[What the exercise asks] Arrange all the lines of the material below as a numbered list, leaving out any blank lines and omitting the pictures.

[Raw records]
§ §
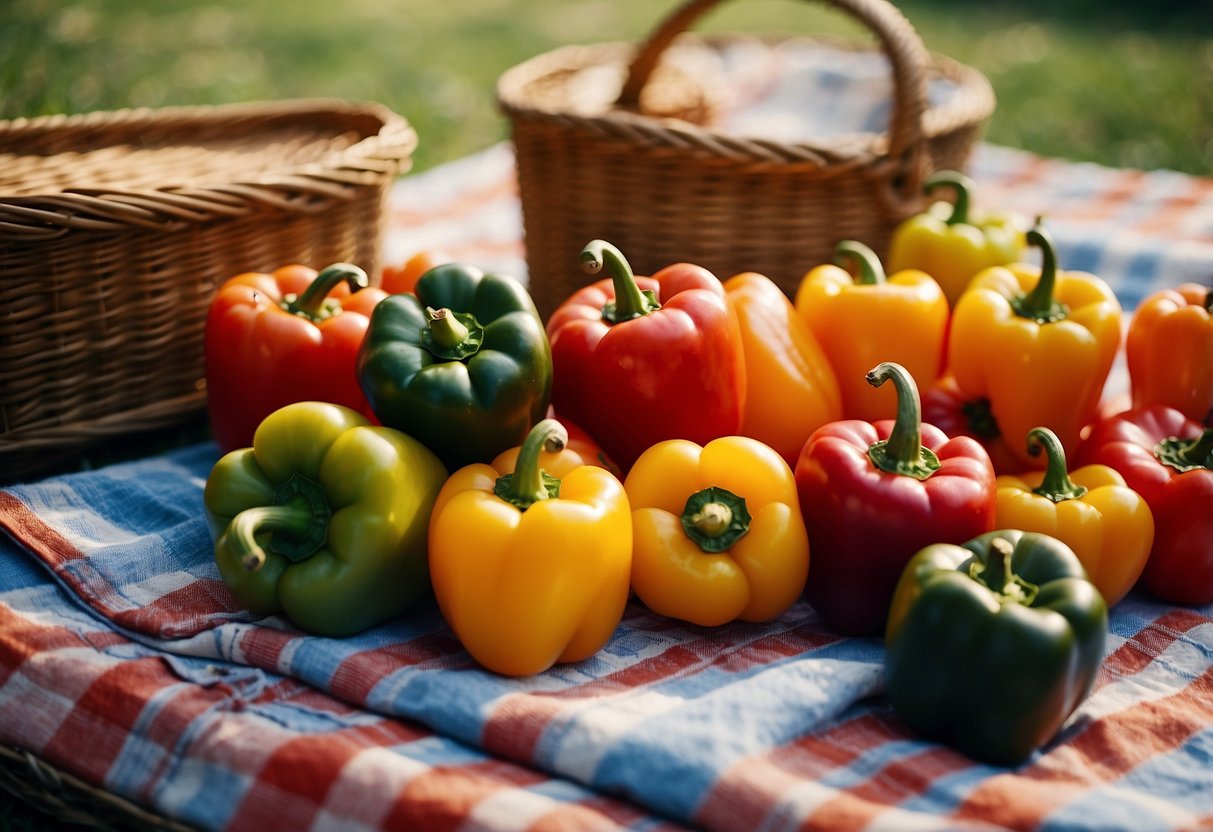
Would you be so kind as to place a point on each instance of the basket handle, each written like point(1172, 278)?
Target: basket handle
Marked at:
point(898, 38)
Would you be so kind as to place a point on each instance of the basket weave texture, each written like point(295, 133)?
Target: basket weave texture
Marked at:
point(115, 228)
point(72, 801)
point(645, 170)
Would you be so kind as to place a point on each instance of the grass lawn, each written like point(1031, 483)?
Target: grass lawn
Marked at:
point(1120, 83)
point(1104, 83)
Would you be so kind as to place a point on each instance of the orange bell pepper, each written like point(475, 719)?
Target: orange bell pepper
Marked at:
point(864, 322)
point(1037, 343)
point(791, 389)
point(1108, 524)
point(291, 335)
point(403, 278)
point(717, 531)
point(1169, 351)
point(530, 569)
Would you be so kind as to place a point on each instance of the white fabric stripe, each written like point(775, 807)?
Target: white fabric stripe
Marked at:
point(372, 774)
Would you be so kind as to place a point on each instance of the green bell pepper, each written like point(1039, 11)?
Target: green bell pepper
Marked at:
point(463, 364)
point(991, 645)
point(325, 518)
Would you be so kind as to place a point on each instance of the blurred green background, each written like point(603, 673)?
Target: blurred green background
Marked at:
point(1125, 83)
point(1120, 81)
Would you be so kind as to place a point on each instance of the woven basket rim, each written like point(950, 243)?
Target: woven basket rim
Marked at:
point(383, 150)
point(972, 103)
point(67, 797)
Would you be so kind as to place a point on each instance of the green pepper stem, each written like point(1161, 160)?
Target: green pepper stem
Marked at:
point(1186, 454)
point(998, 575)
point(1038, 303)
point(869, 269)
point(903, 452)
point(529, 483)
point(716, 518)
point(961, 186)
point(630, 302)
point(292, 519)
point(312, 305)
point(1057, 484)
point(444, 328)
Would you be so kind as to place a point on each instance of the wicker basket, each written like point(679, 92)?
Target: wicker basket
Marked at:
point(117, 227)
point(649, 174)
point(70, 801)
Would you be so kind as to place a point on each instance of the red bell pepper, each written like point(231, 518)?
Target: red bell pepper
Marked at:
§ §
[Response]
1. Would you be so kind as to place a point on each instance of the basket handle, each written like point(1172, 278)?
2. Target: basket handle
3. Marked at:
4. point(898, 38)
5. Would you be so kind as to place a point on each instance of the basket weave texture, each written like point(295, 133)?
6. Target: basket weave texture
7. Marked at:
8. point(115, 228)
9. point(72, 801)
10. point(645, 170)
11. Would you be so kind as to place a point on each instance of the grass lawn, each written like point(1031, 483)?
12. Target: grass lawn
13. Marked at:
14. point(1120, 83)
15. point(1104, 83)
16. Would you be so kind as to place a point on each instance of the orange bell pepper, each written like point(475, 719)?
17. Target: orange bell pepper
18. Marked at:
19. point(864, 322)
20. point(1037, 343)
21. point(791, 389)
22. point(1108, 524)
23. point(291, 335)
24. point(403, 278)
25. point(717, 531)
26. point(1169, 351)
27. point(530, 569)
28. Would you be so kind as to place a point on each instance of the white fabric stripe, each written like point(775, 807)?
29. Target: white fabric stripe
30. Marked at:
31. point(372, 774)
32. Would you be so kind as to place a point on each instance of the green bell pepper, each written like point(1039, 11)?
33. Target: green bell pepper
34. Marked at:
35. point(463, 364)
36. point(991, 645)
37. point(325, 518)
38. Would you be so kind as to place a point on each instance of the blurred green background, each written like point(603, 673)?
39. Target: blurred green background
40. Marked at:
41. point(1125, 83)
42. point(1120, 81)
43. Would you be so kind as to place a point on each instance of the woven basket rim, each written like point(950, 243)?
44. Target: woven basket rim
45. Marked at:
46. point(383, 150)
47. point(972, 103)
48. point(67, 797)
49. Would you be so kind as to place a point on each instance of the green pepper stem, each written like point(1161, 160)?
50. Target: green pepper stem
51. Marked at:
52. point(1186, 454)
53. point(998, 575)
54. point(1038, 303)
55. point(869, 269)
56. point(903, 452)
57. point(529, 483)
58. point(716, 518)
59. point(961, 186)
60. point(630, 302)
61. point(292, 519)
62. point(312, 305)
63. point(1057, 484)
64. point(444, 328)
65. Would you be so kind as to place a point on each instance of the wicker basket, each written like point(679, 92)?
66. Target: wicker basket
67. Marked at:
68. point(117, 227)
69. point(649, 174)
70. point(70, 801)
71. Would you be so kind as to place a point on each instance of the red bell pepper, each written like point(231, 518)?
72. Target: red bell pepper
73. Marked at:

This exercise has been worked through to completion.